_CHALLENGE:_ Retype the data word for word, starting at the line with "indicate the open" and ending with the line with "column 793, row 152", both lines included. Give only those lines.

[start of INPUT MATERIAL]

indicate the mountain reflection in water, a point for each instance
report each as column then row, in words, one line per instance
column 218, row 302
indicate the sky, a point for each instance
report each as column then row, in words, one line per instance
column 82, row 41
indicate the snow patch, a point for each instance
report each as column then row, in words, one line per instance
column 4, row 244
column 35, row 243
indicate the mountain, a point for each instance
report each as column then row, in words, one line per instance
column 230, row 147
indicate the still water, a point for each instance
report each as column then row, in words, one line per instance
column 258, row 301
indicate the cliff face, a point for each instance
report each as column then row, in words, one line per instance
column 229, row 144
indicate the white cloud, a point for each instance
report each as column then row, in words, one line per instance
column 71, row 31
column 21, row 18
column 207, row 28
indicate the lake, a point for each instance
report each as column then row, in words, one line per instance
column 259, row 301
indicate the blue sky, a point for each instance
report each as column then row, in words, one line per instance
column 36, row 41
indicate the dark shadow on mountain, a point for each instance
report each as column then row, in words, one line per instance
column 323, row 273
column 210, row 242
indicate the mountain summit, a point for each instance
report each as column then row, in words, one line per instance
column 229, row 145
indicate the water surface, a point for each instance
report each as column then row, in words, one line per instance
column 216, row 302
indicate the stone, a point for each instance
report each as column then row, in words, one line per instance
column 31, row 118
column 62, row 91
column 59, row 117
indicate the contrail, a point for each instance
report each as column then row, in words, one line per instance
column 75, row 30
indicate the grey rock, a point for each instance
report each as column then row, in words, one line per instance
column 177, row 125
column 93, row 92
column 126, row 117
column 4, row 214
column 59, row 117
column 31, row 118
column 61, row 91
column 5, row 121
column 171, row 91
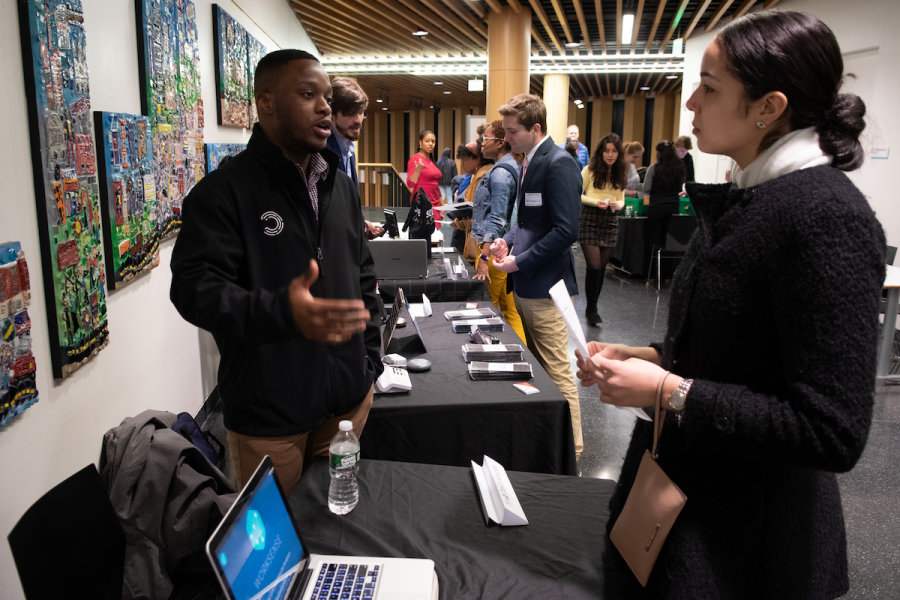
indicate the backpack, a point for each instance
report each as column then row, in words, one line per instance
column 188, row 428
column 420, row 220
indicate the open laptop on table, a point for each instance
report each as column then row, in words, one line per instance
column 258, row 553
column 400, row 259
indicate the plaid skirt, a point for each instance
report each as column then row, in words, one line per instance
column 599, row 227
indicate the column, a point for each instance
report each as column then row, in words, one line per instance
column 509, row 49
column 556, row 97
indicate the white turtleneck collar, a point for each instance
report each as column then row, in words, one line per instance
column 793, row 152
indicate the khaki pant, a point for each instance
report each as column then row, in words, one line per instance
column 501, row 299
column 290, row 453
column 548, row 340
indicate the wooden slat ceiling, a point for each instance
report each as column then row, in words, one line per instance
column 383, row 28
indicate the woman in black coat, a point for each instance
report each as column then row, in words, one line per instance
column 768, row 364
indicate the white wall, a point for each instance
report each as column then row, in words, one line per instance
column 154, row 359
column 867, row 33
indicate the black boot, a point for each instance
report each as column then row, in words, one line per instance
column 592, row 283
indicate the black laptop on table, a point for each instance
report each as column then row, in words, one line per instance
column 258, row 553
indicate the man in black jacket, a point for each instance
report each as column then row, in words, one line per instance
column 272, row 259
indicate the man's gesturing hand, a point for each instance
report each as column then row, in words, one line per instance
column 323, row 319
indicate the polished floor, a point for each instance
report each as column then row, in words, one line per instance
column 636, row 315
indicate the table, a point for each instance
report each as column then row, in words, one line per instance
column 448, row 419
column 886, row 344
column 436, row 285
column 426, row 511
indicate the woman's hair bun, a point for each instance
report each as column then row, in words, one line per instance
column 839, row 131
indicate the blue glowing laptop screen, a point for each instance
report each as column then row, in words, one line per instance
column 261, row 554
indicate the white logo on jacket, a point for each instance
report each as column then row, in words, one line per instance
column 278, row 226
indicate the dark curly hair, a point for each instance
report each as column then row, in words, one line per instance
column 797, row 54
column 617, row 173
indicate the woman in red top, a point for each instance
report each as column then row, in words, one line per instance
column 421, row 172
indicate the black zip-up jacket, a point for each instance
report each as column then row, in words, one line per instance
column 248, row 229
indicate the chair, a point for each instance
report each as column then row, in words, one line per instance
column 678, row 236
column 69, row 544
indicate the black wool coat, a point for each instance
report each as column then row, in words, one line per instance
column 774, row 314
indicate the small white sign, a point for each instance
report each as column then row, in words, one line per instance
column 498, row 499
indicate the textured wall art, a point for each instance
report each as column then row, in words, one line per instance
column 128, row 195
column 17, row 367
column 237, row 54
column 65, row 180
column 215, row 153
column 169, row 73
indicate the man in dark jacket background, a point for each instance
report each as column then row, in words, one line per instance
column 272, row 260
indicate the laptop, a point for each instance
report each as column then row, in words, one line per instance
column 258, row 553
column 400, row 259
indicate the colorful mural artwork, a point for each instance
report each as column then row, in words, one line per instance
column 169, row 67
column 218, row 153
column 237, row 54
column 17, row 366
column 54, row 54
column 128, row 194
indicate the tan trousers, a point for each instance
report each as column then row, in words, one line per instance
column 548, row 340
column 290, row 453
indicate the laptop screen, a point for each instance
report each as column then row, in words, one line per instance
column 260, row 553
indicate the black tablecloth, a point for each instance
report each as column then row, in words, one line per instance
column 436, row 285
column 448, row 419
column 424, row 511
column 629, row 251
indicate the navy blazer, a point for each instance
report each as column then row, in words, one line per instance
column 541, row 238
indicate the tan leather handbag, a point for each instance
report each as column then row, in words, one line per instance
column 650, row 510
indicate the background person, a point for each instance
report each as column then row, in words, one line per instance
column 633, row 153
column 298, row 356
column 348, row 111
column 581, row 155
column 769, row 403
column 682, row 145
column 448, row 171
column 494, row 200
column 602, row 195
column 663, row 183
column 538, row 248
column 422, row 173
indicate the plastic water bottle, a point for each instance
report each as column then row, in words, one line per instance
column 343, row 492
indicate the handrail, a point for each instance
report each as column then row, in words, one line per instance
column 388, row 166
column 375, row 192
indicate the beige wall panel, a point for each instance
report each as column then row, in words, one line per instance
column 556, row 97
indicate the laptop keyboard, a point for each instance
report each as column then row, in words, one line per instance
column 345, row 582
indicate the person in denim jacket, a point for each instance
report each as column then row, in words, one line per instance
column 494, row 199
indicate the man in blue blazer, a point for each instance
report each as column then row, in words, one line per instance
column 348, row 110
column 537, row 251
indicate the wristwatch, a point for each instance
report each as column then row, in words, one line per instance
column 678, row 397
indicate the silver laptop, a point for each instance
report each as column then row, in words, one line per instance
column 258, row 553
column 400, row 259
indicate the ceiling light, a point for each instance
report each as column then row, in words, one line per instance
column 627, row 28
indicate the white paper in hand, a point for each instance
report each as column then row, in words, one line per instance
column 498, row 499
column 560, row 295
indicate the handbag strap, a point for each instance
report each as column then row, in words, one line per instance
column 657, row 418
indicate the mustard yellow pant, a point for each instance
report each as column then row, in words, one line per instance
column 548, row 340
column 502, row 300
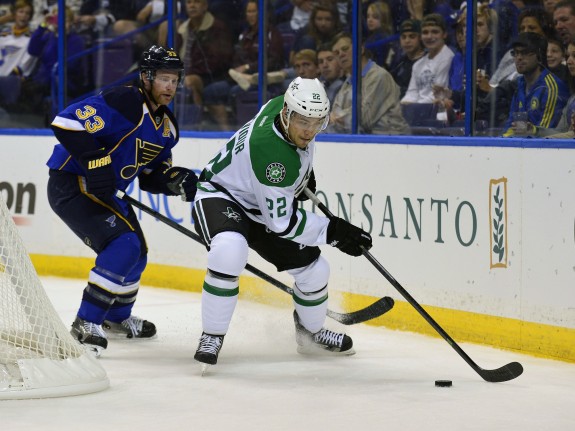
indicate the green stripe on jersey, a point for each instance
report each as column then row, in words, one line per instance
column 301, row 226
column 218, row 291
column 309, row 303
column 275, row 162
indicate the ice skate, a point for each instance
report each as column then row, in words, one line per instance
column 132, row 327
column 208, row 350
column 322, row 342
column 89, row 334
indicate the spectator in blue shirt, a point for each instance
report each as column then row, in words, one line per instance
column 539, row 93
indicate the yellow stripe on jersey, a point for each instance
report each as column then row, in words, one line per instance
column 551, row 102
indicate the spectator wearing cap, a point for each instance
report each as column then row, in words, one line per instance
column 564, row 20
column 331, row 73
column 539, row 93
column 433, row 67
column 412, row 47
column 380, row 111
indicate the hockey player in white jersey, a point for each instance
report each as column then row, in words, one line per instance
column 247, row 198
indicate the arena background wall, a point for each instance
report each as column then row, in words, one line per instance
column 481, row 236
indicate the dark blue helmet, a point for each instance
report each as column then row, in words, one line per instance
column 160, row 58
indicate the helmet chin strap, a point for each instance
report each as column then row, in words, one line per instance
column 285, row 123
column 149, row 94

[end of INPUT MATERIAL]

_WRITTEN RESPONSE:_
indicate the open laptop on table, a point for each instance
report each as column then row, in words, one line per instance
column 258, row 553
column 400, row 259
indicate the plaid skirt, a point for each instance
report each as column then row, in words, one line per instance
column 599, row 227
indicate the column, a point for each instance
report each as column then row, in words, one line per instance
column 509, row 49
column 556, row 97
indicate the white turtleneck collar, a point for each instance
report each as column then row, in words, one line per instance
column 793, row 152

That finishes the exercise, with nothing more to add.